• _ЗАДАНИЯ_
**1)** Перепишите фрагмент текста о продаже Аляски, начиная со слов «При концентрации усилий» и заканчивая словами «она ее лишилась.», заменив «нефти» на «газа».
**2)** Через сколько лет после продажи Аляски там, согласно тексту о продаже Аляски, нашли золото?
**3)** Как перевести на английский язык предложение из текста о продаже Аляски: «Для вынесения исторического суждения надо прояснить два вопроса: как Россия приобрела Аляску, и как она ее лишилась.»?

• _ИЗВЛЕЧЁННЫЙ ТЕКСТ_
▼

Продажа родины

Россия сосредотачивалась

       При концентрации усилий государства на решении внутренних проблем торговля отдаленными частями Родины может оказаться неизбежной.
       
       Продажа Аляски стала предметом как мрачноватых анекдотов (например: колымские зэки благодарят Александра II за то, что хотя бы на Аляске не будет лагерей, поскольку она продана американцам), так и патриотических сетований. Спустя тридцать лет после продажи Аляски на полуострове нашли золото, а нефтяной кризис 70-х годов нашего века стимулировал разработку богатых месторождений нефти. Тут Александра II скорее нещадно ругали.
       Для вынесения исторического суждения надо прояснить два вопроса: как Россия приобрела Аляску, и как она ее лишилась.

▲

• _ПЕРЕЧЕНЬ ЗАПИСЕЙ_
▼

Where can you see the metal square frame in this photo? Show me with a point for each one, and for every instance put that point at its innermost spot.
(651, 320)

▲
▼

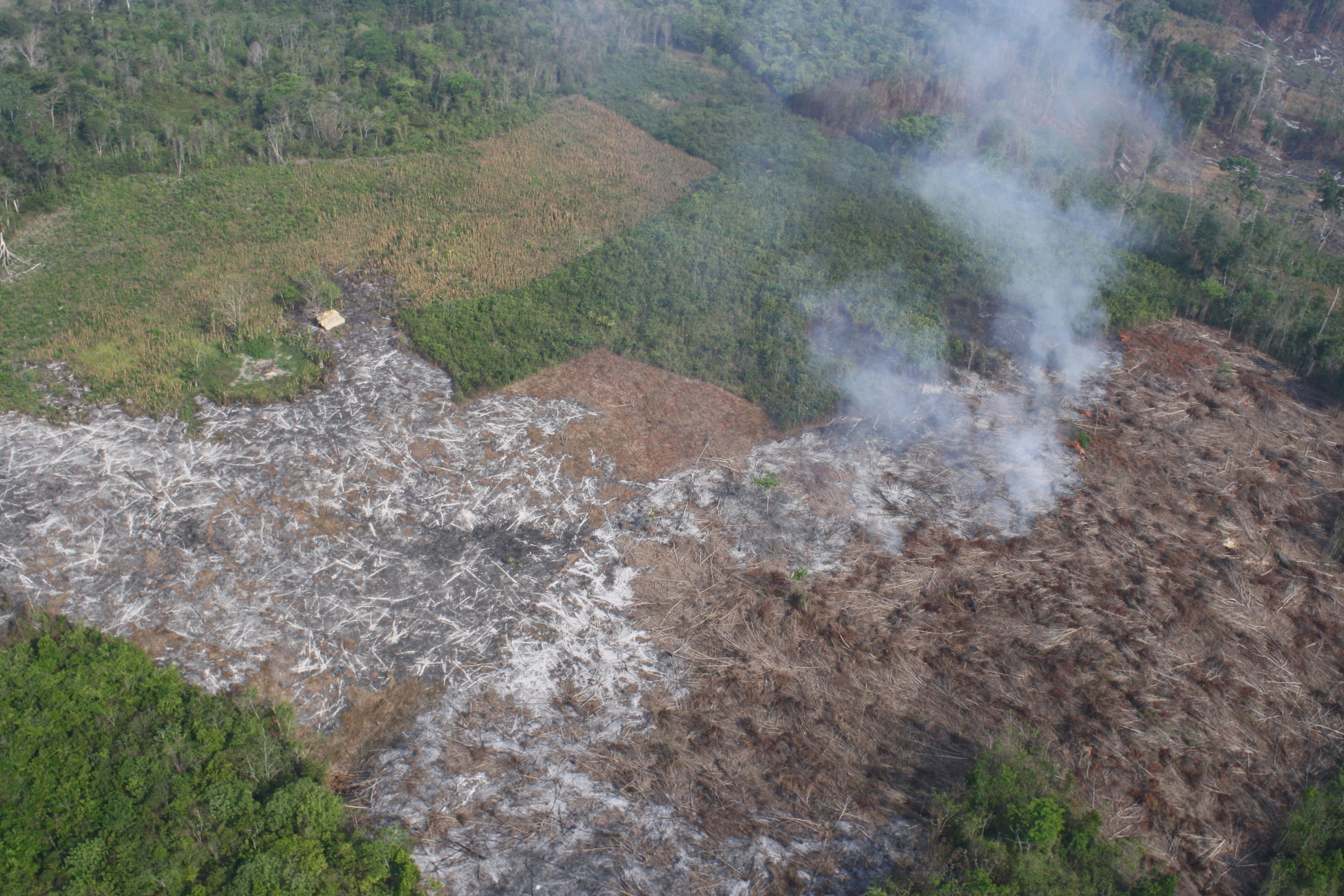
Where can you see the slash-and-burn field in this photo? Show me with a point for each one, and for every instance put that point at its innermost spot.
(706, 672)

▲

• _ОТВЕТЫ ПО ПОРЯДКУ_
**1)**
При концентрации усилий государства на решении внутренних проблем торговля отдаленными частями Родины может оказаться неизбежной.
       
       Продажа Аляски стала предметом как мрачноватых анекдотов (например: колымские зэки благодарят Александра II за то, что хотя бы на Аляске не будет лагерей, поскольку она продана американцам), так и патриотических сетований. Спустя тридцать лет после продажи Аляски на полуострове нашли золото, а нефтяной кризис 70-х годов нашего века стимулировал разработку богатых месторождений газа. Тут Александра II скорее нещадно ругали.
       Для вынесения исторического суждения надо прояснить два вопроса: как Россия приобрела Аляску, и как она ее лишилась.

**2)** Спустя тридцать лет.

**3)** To reach a historical judgment, two questions must be clarified: how Russia acquired Alaska, and how it lost it.